• [SOAL 1]
Jawablah pertanyaan berikut berdasarkan teks tentang Kampung Pulo.
(a) Berapa kk warga Kampung Pulo yang sudah mengambil kunci rusunawa Jatinegara Barat?
(b) Berapa banyak aparat gabungan yang disebut terlibat dalam aksi relokasi itu, dan dari unsur apa saja?
(c) Menurut Tommy, cara seperti apa yang seharusnya dipakai untuk menangani masalah di bantaran Kali Ciliwung?

• [TEKS PILIHAN]
-----

Kampung Pulo sudah rata dengan tanah dan proyek normalisasi Kali Ciliwung telah dimulai. Sebanyak 450 kk dari 520 kk warga Kampung Pulo sudah mengambil kunci rusunawa Jatinegara Barat dan bersiap menghadapi hidup baru. Tak ada lagi yang penting untuk dikomentari sebetulnya, tapi saya masih tergelitik dengan komentar Tommy Soeharto, putera kesayangan mantan Presiden RI kedua, Jenderal Soeharto.
Konon dalam cuitannya di twitter—saya sendiri tidak baca—Tommy katanya menilai aksi relokasi yang dilakukan Ahok di Kampung Pulo sebagai aksi yang kejam dan tak berperikemanusiaan. Aksi itu dianggap kasar oleh Tommy karena melibatkan lebih dari 2.800 aparat gabungan yang terdiri dari Satpol PP, kepolisian dan TNI. Menurut Tommy harusnya ada cara yang lebih persuasif untuk menangani masalah di bantaran Kali Ciliwung itu.
Sayangnya, seperti juga pihak-pihak yang menentang dan mengritik cara Ahok menangani kantong-kantong pemukiman liar di Jakarta—Tommy juga tak memberi solusi yang cerdas. Pokoknya serang dan hajar Ahok saja, habis perkara. Soal solusinya ya pikirkanlah sendiri, yang Gubernur DKI kan Ahok, dst, dst.

-----

• [DATA CATATAN]
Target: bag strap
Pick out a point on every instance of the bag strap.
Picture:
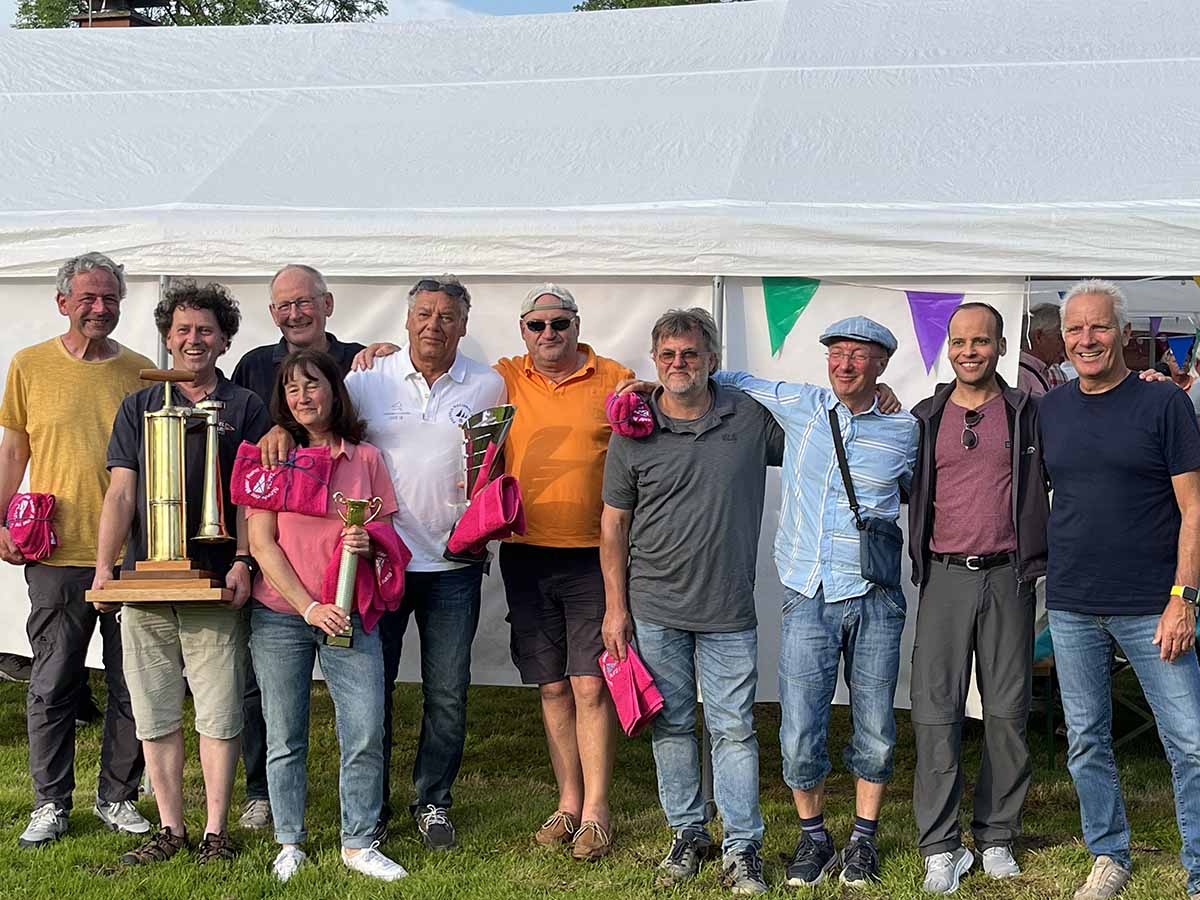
(845, 468)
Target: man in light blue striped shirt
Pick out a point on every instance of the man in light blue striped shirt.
(831, 610)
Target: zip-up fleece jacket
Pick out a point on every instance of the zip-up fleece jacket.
(1031, 498)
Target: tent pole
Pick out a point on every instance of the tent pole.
(163, 359)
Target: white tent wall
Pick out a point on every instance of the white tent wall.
(617, 317)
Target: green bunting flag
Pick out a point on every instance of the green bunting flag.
(785, 300)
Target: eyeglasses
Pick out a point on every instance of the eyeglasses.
(970, 423)
(667, 358)
(856, 358)
(433, 286)
(301, 304)
(538, 325)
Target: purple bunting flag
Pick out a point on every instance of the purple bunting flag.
(930, 315)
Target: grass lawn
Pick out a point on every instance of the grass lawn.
(507, 790)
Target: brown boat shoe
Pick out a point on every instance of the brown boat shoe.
(557, 831)
(592, 843)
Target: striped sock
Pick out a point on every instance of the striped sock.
(815, 828)
(864, 828)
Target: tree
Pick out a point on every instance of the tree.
(595, 5)
(57, 13)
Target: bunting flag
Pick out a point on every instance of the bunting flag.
(1181, 347)
(930, 315)
(785, 300)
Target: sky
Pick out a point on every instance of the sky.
(414, 9)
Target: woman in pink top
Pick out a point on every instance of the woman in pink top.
(289, 623)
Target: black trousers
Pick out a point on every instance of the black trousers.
(60, 628)
(985, 619)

-----

• [SOAL 2]
Ganti "black trousers" dengan "dark slacks" pada catatan, mulai dari baris yang memuat "Target: woman in pink top" sampai akhir catatan. Tulis ulang hanya baris-baris itu, selebihnya tidak diubah.

• [JAWABAN 1]
(a) Sebanyak 450 kk dari 520 kk.
(b) Lebih dari 2.800 aparat, terdiri dari Satpol PP, kepolisian, dan TNI.
(c) Cara yang lebih persuasif.

• [JAWABAN 2]
Target: woman in pink top
Pick out a point on every instance of the woman in pink top.
(289, 623)
Target: dark slacks
Pick out a point on every instance of the dark slacks.
(60, 628)
(985, 619)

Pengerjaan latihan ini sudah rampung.